(Source text):
The CXL storage 1520 may include a CXL storage controller 1521 and a non-volatile memory (NVM). The CXL storage controller 1521 may store data in a NVM and/or transmit data stored in the NVM to the host 1510 and/or the CXL memory 1530, according to the control of the host 1510. The NVM may store LLM data and may maintain the LLM data even when the CXL storage 1520 is turned off. In an embodiment, the NVM may be a NAND flash memory. However, the scope of the present disclosure is not limited thereto. That is, the NVM may be and/or may include other types of memory devices.

The CXL memory 1530 may include a CXL memory controller 1531 and a buffer memory BFM. The CXL memory controller 1531 may store data in the buffer memory BFM and/or transmit the data stored in the buffer memory BFM to the host 1510 according to the control of host 1510. For example, the CXL memory controller 1531 may store data of plurality of memory devices 1511 and 1512 or the CXL storage 1520 in the buffer memory BFM according to the control of the host 1510. In an embodiment, the buffer memory BFM may be and/or may include a DRAM. However, the present disclosure is not limited in this regard. That is, the buffer memory BFM may be and/or may include other types of memory devices.

(What to do):
- 1) Translate this sentence from the CXL passage into Spanish: "In an embodiment, the NVM may be a NAND flash memory."
- 2) Answer these from the CXL passage:
(a) What two parts may the CXL storage 1520 include?
(b) What two parts may the CXL memory 1530 include?
(c) In one embodiment, what may the buffer memory BFM be or include?
- 3) Write out the stretch of the CXL passage from "The CXL memory 1530 may" through "BFM may be and/or may include other types of memory devices." again, swapping "DRAM" for "SRAM".

Excerpts from a dataset
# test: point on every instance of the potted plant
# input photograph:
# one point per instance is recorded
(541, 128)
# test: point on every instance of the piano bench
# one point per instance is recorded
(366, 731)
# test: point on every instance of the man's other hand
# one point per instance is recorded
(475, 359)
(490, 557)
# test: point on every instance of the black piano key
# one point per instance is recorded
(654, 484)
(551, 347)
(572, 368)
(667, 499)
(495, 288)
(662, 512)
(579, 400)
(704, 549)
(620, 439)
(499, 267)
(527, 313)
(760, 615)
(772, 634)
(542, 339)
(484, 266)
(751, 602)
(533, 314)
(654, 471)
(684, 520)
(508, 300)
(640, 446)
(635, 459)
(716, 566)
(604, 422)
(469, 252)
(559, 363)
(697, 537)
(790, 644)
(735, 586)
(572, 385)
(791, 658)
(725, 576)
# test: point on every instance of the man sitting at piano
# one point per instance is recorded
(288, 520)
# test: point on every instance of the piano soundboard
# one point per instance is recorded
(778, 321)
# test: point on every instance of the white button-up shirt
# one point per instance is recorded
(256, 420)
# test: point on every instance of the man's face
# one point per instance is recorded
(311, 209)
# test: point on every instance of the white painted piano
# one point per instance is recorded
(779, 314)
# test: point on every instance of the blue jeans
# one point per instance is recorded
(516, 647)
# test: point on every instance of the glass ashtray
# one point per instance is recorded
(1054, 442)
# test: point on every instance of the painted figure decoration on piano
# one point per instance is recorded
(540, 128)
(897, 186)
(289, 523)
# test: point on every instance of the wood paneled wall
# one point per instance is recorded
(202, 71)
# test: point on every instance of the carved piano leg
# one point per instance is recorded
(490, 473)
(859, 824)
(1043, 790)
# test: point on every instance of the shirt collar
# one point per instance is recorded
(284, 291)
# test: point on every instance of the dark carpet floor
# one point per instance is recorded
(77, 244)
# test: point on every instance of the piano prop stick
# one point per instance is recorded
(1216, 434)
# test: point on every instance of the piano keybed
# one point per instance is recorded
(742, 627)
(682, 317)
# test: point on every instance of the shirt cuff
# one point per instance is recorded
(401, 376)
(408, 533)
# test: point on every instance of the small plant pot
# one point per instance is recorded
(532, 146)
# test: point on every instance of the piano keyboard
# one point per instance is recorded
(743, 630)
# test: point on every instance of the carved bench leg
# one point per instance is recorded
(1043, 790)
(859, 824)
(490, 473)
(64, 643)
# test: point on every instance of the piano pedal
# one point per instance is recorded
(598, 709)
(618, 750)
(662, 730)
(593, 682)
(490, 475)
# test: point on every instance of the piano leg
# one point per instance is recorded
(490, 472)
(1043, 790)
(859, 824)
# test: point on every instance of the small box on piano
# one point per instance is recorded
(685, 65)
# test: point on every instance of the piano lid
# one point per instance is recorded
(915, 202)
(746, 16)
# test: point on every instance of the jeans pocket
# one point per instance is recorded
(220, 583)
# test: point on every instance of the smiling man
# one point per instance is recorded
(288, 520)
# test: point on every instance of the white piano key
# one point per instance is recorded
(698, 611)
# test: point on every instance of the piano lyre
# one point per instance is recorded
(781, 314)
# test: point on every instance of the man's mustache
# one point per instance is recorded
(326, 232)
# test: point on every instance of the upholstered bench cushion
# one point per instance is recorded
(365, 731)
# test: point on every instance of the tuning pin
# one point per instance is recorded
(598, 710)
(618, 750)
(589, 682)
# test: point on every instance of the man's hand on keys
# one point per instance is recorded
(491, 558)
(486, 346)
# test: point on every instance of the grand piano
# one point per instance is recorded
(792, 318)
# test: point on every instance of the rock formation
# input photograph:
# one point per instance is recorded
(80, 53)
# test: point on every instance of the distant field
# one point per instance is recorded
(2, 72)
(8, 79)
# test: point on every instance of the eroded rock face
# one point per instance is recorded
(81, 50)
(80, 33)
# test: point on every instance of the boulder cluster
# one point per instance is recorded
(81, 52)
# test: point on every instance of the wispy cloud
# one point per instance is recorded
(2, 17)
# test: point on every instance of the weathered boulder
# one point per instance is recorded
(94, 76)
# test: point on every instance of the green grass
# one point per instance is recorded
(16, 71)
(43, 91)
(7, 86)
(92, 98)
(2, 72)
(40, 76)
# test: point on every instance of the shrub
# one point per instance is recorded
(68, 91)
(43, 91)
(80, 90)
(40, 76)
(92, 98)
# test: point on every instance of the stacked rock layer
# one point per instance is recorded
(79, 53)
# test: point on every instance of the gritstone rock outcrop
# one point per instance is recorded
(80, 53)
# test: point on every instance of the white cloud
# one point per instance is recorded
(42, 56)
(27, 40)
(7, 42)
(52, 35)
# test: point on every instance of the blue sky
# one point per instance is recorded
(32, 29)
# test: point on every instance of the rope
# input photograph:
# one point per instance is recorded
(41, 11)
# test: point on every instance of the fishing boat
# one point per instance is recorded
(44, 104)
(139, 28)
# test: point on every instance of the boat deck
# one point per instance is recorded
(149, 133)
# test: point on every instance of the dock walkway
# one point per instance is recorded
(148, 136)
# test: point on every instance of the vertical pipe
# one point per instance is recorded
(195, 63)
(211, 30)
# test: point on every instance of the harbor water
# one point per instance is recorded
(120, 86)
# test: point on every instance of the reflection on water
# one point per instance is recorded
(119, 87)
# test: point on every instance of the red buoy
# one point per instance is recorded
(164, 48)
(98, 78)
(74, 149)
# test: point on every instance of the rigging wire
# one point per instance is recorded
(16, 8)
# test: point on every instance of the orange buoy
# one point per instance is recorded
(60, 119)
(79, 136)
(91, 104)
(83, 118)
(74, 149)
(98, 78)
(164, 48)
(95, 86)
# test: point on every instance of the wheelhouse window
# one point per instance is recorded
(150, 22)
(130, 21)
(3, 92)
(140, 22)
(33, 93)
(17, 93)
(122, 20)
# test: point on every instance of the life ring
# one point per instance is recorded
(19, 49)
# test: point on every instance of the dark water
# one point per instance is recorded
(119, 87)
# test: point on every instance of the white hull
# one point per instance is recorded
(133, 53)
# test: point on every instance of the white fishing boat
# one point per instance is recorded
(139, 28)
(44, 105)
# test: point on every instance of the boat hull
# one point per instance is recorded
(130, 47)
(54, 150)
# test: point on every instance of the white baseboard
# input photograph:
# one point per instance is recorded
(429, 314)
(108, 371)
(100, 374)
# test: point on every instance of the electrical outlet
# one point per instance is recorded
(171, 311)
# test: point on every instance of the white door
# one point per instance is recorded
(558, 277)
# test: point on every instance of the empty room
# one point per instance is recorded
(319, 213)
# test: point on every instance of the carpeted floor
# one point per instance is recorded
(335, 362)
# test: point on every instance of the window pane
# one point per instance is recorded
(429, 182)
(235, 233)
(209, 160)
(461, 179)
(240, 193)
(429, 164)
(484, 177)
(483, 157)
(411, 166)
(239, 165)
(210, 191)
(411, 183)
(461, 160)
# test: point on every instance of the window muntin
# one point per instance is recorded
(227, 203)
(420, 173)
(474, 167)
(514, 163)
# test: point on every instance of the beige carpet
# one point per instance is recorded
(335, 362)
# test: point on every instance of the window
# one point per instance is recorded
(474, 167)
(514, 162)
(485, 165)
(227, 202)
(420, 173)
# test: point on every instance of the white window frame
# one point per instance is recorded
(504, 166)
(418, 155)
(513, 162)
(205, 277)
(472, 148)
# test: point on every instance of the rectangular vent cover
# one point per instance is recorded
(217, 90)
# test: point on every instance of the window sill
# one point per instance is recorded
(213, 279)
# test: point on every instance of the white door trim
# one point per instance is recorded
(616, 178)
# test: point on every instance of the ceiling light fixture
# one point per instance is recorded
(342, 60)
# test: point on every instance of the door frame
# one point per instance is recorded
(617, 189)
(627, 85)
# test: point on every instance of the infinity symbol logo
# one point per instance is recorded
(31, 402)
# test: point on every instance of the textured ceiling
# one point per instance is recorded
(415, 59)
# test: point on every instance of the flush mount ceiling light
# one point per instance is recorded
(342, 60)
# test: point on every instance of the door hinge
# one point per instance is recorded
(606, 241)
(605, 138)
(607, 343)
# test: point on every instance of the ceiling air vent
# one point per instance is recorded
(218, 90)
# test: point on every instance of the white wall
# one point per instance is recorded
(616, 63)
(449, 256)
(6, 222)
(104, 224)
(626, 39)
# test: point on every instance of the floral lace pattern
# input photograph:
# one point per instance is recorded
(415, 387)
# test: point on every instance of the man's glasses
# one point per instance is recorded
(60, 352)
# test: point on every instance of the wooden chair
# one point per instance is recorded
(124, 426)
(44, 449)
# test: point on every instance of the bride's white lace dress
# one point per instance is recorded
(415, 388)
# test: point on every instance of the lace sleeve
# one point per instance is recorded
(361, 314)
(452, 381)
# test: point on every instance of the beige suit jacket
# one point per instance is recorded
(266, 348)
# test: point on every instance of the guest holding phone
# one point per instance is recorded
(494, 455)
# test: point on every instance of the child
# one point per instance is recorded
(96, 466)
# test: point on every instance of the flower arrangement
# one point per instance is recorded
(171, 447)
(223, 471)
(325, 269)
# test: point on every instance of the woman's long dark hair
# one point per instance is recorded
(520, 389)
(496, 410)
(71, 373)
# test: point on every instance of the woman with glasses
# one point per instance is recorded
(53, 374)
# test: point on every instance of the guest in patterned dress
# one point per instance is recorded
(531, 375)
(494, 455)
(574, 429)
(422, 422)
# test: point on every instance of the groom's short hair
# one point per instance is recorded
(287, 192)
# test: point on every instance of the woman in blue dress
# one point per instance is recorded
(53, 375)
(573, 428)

(Replies):
- 1) En una realización, la NVM puede ser una memoria flash NAND.

- 2)
(a) A CXL storage controller 1521 and a non-volatile memory (NVM).
(b) A CXL memory controller 1531 and a buffer memory BFM.
(c) A DRAM.

- 3)
The CXL memory 1530 may include a CXL memory controller 1531 and a buffer memory BFM. The CXL memory controller 1531 may store data in the buffer memory BFM and/or transmit the data stored in the buffer memory BFM to the host 1510 according to the control of host 1510. For example, the CXL memory controller 1531 may store data of plurality of memory devices 1511 and 1512 or the CXL storage 1520 in the buffer memory BFM according to the control of the host 1510. In an embodiment, the buffer memory BFM may be and/or may include a SRAM. However, the present disclosure is not limited in this regard. That is, the buffer memory BFM may be and/or may include other types of memory devices.